## Challenge
Repeat the records word for word, from their first line through the line that contains "pixel 178 16", including that line.

## Data for the task
· · ·

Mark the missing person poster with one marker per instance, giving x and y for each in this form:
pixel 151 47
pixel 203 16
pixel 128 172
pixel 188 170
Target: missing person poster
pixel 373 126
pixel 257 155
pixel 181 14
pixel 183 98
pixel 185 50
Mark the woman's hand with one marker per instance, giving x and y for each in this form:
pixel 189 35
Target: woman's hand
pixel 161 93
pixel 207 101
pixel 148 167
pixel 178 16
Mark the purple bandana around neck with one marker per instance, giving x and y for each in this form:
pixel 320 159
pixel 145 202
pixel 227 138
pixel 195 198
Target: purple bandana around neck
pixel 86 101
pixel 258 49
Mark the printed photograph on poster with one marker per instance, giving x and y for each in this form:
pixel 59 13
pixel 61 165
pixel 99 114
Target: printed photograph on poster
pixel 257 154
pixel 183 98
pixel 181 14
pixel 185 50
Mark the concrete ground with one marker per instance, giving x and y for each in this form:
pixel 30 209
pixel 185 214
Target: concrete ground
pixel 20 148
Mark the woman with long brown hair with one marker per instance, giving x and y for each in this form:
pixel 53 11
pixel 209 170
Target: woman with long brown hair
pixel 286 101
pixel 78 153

· · ·

## Task output
Mark the missing person poster with one marker per instance, giving x and y for each in this form:
pixel 151 47
pixel 203 16
pixel 128 172
pixel 188 170
Target: missing person poster
pixel 373 126
pixel 257 155
pixel 181 14
pixel 183 98
pixel 185 50
Mark the woman's hand with one marker per instance, giving x and y for each in this form:
pixel 189 35
Target: woman's hand
pixel 161 93
pixel 207 101
pixel 148 167
pixel 178 16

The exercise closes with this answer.